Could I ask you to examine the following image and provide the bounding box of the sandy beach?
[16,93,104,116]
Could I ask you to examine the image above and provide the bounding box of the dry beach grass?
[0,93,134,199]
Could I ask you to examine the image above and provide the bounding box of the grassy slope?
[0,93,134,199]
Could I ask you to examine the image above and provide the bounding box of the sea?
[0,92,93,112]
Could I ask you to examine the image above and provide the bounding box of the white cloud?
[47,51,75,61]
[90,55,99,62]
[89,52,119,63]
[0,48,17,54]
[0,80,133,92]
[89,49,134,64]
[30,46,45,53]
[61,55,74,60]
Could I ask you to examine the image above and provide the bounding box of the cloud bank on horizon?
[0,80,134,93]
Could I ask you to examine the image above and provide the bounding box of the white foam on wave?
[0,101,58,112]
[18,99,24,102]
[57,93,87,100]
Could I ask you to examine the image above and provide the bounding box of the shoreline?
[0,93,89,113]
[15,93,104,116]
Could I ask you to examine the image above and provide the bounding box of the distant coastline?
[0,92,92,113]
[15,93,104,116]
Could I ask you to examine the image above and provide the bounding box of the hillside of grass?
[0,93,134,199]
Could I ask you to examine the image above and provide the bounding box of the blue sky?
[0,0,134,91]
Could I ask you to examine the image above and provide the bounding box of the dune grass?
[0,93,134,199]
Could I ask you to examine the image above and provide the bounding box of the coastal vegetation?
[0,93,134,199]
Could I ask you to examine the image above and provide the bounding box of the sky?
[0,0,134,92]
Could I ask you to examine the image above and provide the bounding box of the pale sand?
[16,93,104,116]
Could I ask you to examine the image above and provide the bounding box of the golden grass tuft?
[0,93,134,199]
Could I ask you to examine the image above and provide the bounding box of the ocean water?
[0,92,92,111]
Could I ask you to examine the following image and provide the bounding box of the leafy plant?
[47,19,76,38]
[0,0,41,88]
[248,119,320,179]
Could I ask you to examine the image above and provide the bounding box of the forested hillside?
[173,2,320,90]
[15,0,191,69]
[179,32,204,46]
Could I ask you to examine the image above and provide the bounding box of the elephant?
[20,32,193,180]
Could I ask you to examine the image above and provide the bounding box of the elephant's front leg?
------------------------------------------------------------
Repeat every record, exactly as written.

Could I ask you to examine the following image and provide the bounding box of the sandy beach?
[16,93,104,116]
Could I ask you to examine the image above and provide the bounding box of the dry beach grass?
[0,93,134,199]
Could I ask you to examine the image above and provide the bounding box of the grassy slope?
[0,93,134,199]
Could I ask you to examine the image above and provide the bounding box of the sea?
[0,92,93,112]
Could I ask you to examine the image above and provide the bounding box of the white cloud?
[47,51,75,61]
[90,55,99,62]
[89,52,119,63]
[0,48,17,54]
[0,80,133,92]
[89,49,134,64]
[30,46,45,53]
[61,55,74,60]
Could I ask you to examine the image above and provide the bounding box of the cloud bank on horizon?
[0,80,134,93]
Could I ask you to examine the image above and provide the bounding box of the white foam on wave?
[0,101,58,112]
[18,99,24,102]
[57,93,87,100]
Could I ask you to examine the image above and provide the bounding box of the shoreline?
[0,93,89,113]
[15,93,104,116]
Could I ask you to examine the image above and provide the bounding box of the distant coastline?
[0,92,92,113]
[15,93,104,116]
Could I ask you to examine the image above and provide the bounding box of the hillside of grass?
[0,93,134,199]
Could I ask you to examine the image above and provide the bounding box of the blue sky?
[0,0,134,91]
Could I ask you to examine the image above and provide the bounding box of the dune grass?
[0,93,134,199]
Could I ask you to examine the image above and provide the bounding box of the coastal vegetation?
[0,93,134,199]
Could I ask you to examine the image above and provide the bounding box of the sky?
[0,0,134,92]
Could I ask you to examine the image above and provide the bounding box of the pale sand?
[16,93,104,116]
Could I ask you to examine the image above and provide the bounding box of the golden grass tuft?
[0,93,134,199]
Could I ask you to examine the image above and provide the bounding box of the ocean water?
[0,92,92,111]
Could I ask you to examine the following image and provide the bounding box of the leafy plant?
[47,19,76,38]
[0,0,41,88]
[248,119,320,179]
Could I ask you to examine the image above and provide the bounding box of the forested hillside?
[173,2,320,90]
[15,0,191,69]
[179,32,204,46]
Could I ask you to examine the image above and provide the bounding box of the elephant?
[20,32,193,180]
Could I ask you to examine the image above and provide the bounding box of the elephant's front leg?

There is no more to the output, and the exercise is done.